====== Texto proporcionado ======

Estos párrafos buscan ser un homenaje sencillo a su legado: el de un profeta de estos tiempos, que habló sin miedo, escuchó sin prisa, denunció con verdad y caminó junto a los que menos tienen. Aunque —como suele ocurrir— no siempre fue reconocido en su tierra, su obra es semilla fecunda en los rincones más dispares del planeta.
Y si todo esto —los libros, los gestos, las películas, las palabras— no bastara para describirlo, tal vez haya que recurrir a una expresión bien porteña, directa y certera: Francisco fue, es y será un fenómeno. Porque eso decimos en Buenos Aires cuando alguien se destaca por su generosidad, por su inteligencia, por su humanidad. Un fenómeno es alguien que se juega, que no se guarda nada, que da la vida por el amigo. Y eso fue Bergoglio: un fenómeno en el sentido más alto y más nuestro de la palabra. Un papa que hizo historia sin dejar de ser cura, vecino, amigo, testigo. Que caminó con los pobres y habló por los que no tenían voz. Que con una sonrisa —y un mate en la mano— supo recordarnos que la ternura también puede cambiar el mundo.

====== Información proporcionada ======

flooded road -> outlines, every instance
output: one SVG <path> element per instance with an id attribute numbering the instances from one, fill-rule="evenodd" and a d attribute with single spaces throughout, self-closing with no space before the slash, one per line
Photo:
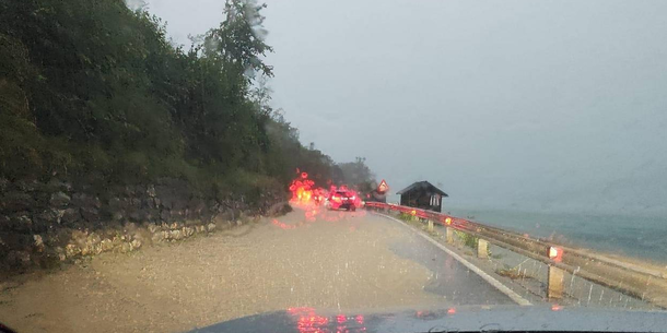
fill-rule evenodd
<path id="1" fill-rule="evenodd" d="M 505 304 L 513 302 L 396 222 L 296 210 L 5 284 L 0 321 L 20 332 L 183 332 L 291 307 Z"/>

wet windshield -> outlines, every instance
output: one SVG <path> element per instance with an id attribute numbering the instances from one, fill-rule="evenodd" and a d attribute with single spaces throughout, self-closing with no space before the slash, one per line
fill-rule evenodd
<path id="1" fill-rule="evenodd" d="M 666 16 L 0 1 L 0 323 L 651 325 L 619 316 L 667 308 Z"/>

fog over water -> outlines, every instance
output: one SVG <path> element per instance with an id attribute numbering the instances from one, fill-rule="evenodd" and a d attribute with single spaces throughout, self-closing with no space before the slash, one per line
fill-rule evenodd
<path id="1" fill-rule="evenodd" d="M 444 204 L 667 216 L 667 1 L 268 0 L 272 105 Z M 177 44 L 222 0 L 150 0 Z"/>

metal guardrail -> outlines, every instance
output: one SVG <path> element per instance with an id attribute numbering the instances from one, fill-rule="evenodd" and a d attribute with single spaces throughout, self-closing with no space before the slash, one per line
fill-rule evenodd
<path id="1" fill-rule="evenodd" d="M 641 266 L 633 262 L 612 259 L 599 252 L 565 247 L 437 212 L 381 202 L 366 202 L 365 206 L 429 219 L 541 261 L 547 263 L 550 270 L 554 269 L 553 276 L 560 278 L 561 284 L 564 277 L 562 272 L 558 270 L 667 309 L 667 276 L 665 272 Z M 551 254 L 558 255 L 550 257 L 550 251 Z M 558 288 L 558 282 L 552 282 L 551 277 L 550 271 L 549 284 L 553 284 Z M 551 289 L 551 286 L 549 286 L 549 289 Z"/>

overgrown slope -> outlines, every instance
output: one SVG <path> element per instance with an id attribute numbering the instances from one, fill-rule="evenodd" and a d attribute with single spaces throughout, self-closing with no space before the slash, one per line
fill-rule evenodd
<path id="1" fill-rule="evenodd" d="M 183 49 L 122 0 L 2 1 L 0 178 L 172 177 L 250 200 L 297 167 L 336 178 L 267 104 L 261 9 L 227 1 L 224 22 Z"/>

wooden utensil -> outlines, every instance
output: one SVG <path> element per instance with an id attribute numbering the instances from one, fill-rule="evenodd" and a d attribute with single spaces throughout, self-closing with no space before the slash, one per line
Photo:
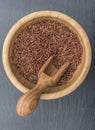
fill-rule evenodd
<path id="1" fill-rule="evenodd" d="M 39 80 L 37 85 L 19 99 L 16 107 L 18 115 L 27 116 L 32 113 L 36 109 L 40 96 L 44 90 L 55 85 L 67 70 L 69 62 L 65 62 L 60 69 L 57 70 L 51 63 L 52 58 L 53 56 L 51 56 L 41 67 L 38 73 Z"/>

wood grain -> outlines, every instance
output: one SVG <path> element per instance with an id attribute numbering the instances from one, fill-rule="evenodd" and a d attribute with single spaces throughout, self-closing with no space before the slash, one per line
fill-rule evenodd
<path id="1" fill-rule="evenodd" d="M 2 65 L 2 46 L 12 25 L 24 15 L 43 9 L 65 12 L 86 30 L 92 46 L 90 72 L 74 93 L 41 101 L 29 117 L 19 118 L 15 107 L 21 93 L 13 87 Z M 0 130 L 95 129 L 95 0 L 0 0 Z"/>

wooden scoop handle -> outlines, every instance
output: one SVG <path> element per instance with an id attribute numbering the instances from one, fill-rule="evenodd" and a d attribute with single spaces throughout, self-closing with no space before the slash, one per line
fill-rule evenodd
<path id="1" fill-rule="evenodd" d="M 32 113 L 39 103 L 41 93 L 42 90 L 39 87 L 34 87 L 21 96 L 16 107 L 18 115 L 27 116 Z"/>
<path id="2" fill-rule="evenodd" d="M 48 86 L 49 85 L 44 83 L 42 79 L 39 79 L 37 85 L 33 89 L 21 96 L 16 106 L 18 115 L 27 116 L 32 113 L 39 103 L 42 92 Z"/>

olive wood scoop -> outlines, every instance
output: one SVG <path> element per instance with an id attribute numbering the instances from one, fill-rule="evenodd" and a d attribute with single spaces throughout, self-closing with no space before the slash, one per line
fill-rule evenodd
<path id="1" fill-rule="evenodd" d="M 16 107 L 18 115 L 27 116 L 32 113 L 36 109 L 40 96 L 45 89 L 55 85 L 67 70 L 69 62 L 65 62 L 59 70 L 57 70 L 51 63 L 52 59 L 53 56 L 50 56 L 39 70 L 37 85 L 20 97 Z"/>

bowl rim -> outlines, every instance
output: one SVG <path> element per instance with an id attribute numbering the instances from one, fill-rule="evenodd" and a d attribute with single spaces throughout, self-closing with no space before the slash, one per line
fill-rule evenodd
<path id="1" fill-rule="evenodd" d="M 81 37 L 83 39 L 83 43 L 85 44 L 86 61 L 85 61 L 84 68 L 83 68 L 79 78 L 70 87 L 68 87 L 66 89 L 63 89 L 63 90 L 57 91 L 57 92 L 53 92 L 53 93 L 45 93 L 45 94 L 42 94 L 40 97 L 40 99 L 44 99 L 44 100 L 56 99 L 56 98 L 66 96 L 66 95 L 70 94 L 71 92 L 73 92 L 76 88 L 78 88 L 80 86 L 80 84 L 84 81 L 84 79 L 86 78 L 88 71 L 90 69 L 90 66 L 91 66 L 92 52 L 91 52 L 90 41 L 89 41 L 88 36 L 87 36 L 86 32 L 84 31 L 84 29 L 73 18 L 71 18 L 70 16 L 68 16 L 64 13 L 57 12 L 57 11 L 51 11 L 51 10 L 38 11 L 38 12 L 30 13 L 30 14 L 24 16 L 19 21 L 17 21 L 16 24 L 13 25 L 13 27 L 10 29 L 10 31 L 8 32 L 8 34 L 5 38 L 3 50 L 2 50 L 2 61 L 3 61 L 4 70 L 5 70 L 8 78 L 10 79 L 10 81 L 13 83 L 13 85 L 23 93 L 27 92 L 29 89 L 26 88 L 23 84 L 21 84 L 17 80 L 17 78 L 15 77 L 15 75 L 13 74 L 13 72 L 11 70 L 11 67 L 9 64 L 9 58 L 8 58 L 8 50 L 9 50 L 9 45 L 11 43 L 10 39 L 14 35 L 14 33 L 17 31 L 17 29 L 19 29 L 24 23 L 28 22 L 29 20 L 40 17 L 40 16 L 51 16 L 51 17 L 57 17 L 60 19 L 63 18 L 64 20 L 66 20 L 68 22 L 70 21 L 70 25 L 75 27 L 76 30 L 78 30 L 78 33 L 81 35 Z"/>

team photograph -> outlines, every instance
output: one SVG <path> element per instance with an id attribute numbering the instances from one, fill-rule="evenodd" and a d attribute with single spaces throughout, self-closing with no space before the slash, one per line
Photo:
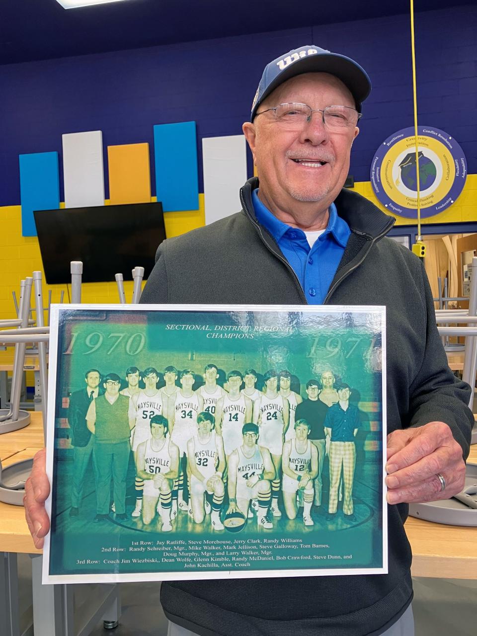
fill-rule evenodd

======

Ejercicio:
Copia de nuevo el texto sobre Francisco desde "Y si todo esto" hasta "cambiar el mundo." y sustituye "ternura" por "bondad".

Respuesta esperada:
Y si todo esto —los libros, los gestos, las películas, las palabras— no bastara para describirlo, tal vez haya que recurrir a una expresión bien porteña, directa y certera: Francisco fue, es y será un fenómeno. Porque eso decimos en Buenos Aires cuando alguien se destaca por su generosidad, por su inteligencia, por su humanidad. Un fenómeno es alguien que se juega, que no se guarda nada, que da la vida por el amigo. Y eso fue Bergoglio: un fenómeno en el sentido más alto y más nuestro de la palabra. Un papa que hizo historia sin dejar de ser cura, vecino, amigo, testigo. Que caminó con los pobres y habló por los que no tenían voz. Que con una sonrisa —y un mate en la mano— supo recordarnos que la bondad también puede cambiar el mundo.